§ Source data:
========================================
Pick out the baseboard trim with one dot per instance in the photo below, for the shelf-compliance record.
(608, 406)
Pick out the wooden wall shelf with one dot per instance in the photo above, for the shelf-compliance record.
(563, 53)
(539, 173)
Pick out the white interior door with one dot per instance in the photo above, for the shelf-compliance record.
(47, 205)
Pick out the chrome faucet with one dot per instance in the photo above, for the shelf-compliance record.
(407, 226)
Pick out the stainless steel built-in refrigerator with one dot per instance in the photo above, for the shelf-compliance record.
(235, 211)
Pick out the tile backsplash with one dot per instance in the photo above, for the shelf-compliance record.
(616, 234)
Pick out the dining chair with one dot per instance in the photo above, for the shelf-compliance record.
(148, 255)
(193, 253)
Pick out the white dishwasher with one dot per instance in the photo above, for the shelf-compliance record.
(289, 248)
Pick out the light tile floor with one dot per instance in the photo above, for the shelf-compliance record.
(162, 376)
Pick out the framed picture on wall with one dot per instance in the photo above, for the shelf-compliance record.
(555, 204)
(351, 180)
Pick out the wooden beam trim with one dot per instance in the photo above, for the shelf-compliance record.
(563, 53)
========================================
§ Exercise goal: The data must be printed verbatim, line by line.

§ Written solution:
Pick out the baseboard trim with one dot per instance in the photo below, for the shelf-compliance record.
(608, 406)
Pick out the wooden wall shelf with one dot per instance in the photo above, for the shelf-compliance record.
(563, 53)
(539, 173)
Pick out the white interior door with one dot per instance in the photo above, for the shelf-compliance record.
(47, 205)
Pick out the chrome faucet with one dot per instance in the photo above, for the shelf-compliance record.
(407, 226)
Pick out the stainless steel built-in refrigerator with one dot per instance in the photo above, for the shelf-compliance record.
(235, 211)
Pick out the tile backsplash with one dot per instance in the photo above, for the shelf-compliance record.
(616, 234)
Pick out the dining chair with one dot per instance in the photo above, for the shelf-compliance record.
(148, 255)
(193, 253)
Pick out the white dishwasher with one dot per instance in the photo above, for the shelf-compliance record.
(289, 248)
Pick out the light tile floor with one dot per instance in the photo above, for the shelf-compliance record.
(162, 376)
Pick out the framed picture on wall with one dot per instance in the photo above, for the shelf-compliance record.
(555, 204)
(351, 180)
Pick out the wooden beam trim with one dot per instance in the photo above, for the shelf-compliance record.
(563, 53)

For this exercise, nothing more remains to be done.